=== EXERCISE DESCRIPTION ===
Reproduce the entire forum thread on making ISO hash below word for word, before the entries.

=== PASSAGE SHOWN ===
-- START --
# Question about making ISO hash



## Slartibartfast (Nov 9, 2008)

I read TBG's post and want to try it.  My question is, can you use grocery store isopropyl alcohol, which is 70% alcohol and 30% water, or do you have to buy more pure alcohol?


			
				THE BROTHER'S GRUNT said:
			
		

> hello all. i see there are not to many threads on making hash so i thought i would start another. you will need the following items:
> 
> 1) clean jar with lid
> 2) isopropyl rubbing alcohol
> ...


----------



## THE BROTHER'S GRUNT (Nov 10, 2008)

*You need to get the 91%. You can get it at most drug stores even Wal-Mart.  *


----------



## HippyInEngland (Nov 10, 2008)

Hello Slarti 

You can buy 99.7% ISO from Ebay (thats where I got mine from)
-- END --
=== DATASET ENTRIES ===
-- START --
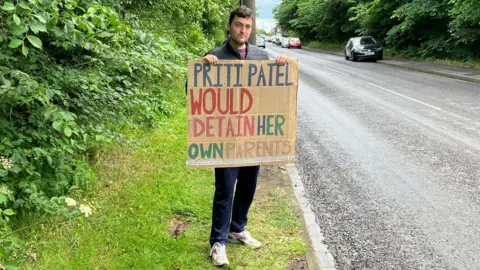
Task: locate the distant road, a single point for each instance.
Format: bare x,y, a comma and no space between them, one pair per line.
390,159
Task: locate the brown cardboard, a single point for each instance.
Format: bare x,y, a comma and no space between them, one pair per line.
241,113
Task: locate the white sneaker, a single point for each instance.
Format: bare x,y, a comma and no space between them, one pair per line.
243,238
219,254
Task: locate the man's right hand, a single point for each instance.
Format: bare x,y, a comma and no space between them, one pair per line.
211,59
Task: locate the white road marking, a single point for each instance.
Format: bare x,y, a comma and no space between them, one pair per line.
418,101
324,257
336,71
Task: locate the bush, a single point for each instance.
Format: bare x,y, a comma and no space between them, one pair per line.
73,75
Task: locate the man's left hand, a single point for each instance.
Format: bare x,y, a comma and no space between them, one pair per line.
282,59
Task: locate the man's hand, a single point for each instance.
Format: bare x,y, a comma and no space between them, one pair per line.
282,59
211,59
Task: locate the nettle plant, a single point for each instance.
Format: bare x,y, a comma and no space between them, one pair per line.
-- END --
=== TASK RESULT ===
# Question about making ISO hash



## Slartibartfast (Nov 9, 2008)

I read TBG's post and want to try it.  My question is, can you use grocery store isopropyl alcohol, which is 70% alcohol and 30% water, or do you have to buy more pure alcohol?


			
				THE BROTHER'S GRUNT said:
			
		

> hello all. i see there are not to many threads on making hash so i thought i would start another. you will need the following items:
> 
> 1) clean jar with lid
> 2) isopropyl rubbing alcohol
> ...


----------



## THE BROTHER'S GRUNT (Nov 10, 2008)

*You need to get the 91%. You can get it at most drug stores even Wal-Mart.  *


----------



## HippyInEngland (Nov 10, 2008)

Hello Slarti 

You can buy 99.7% ISO from Ebay (thats where I got mine from)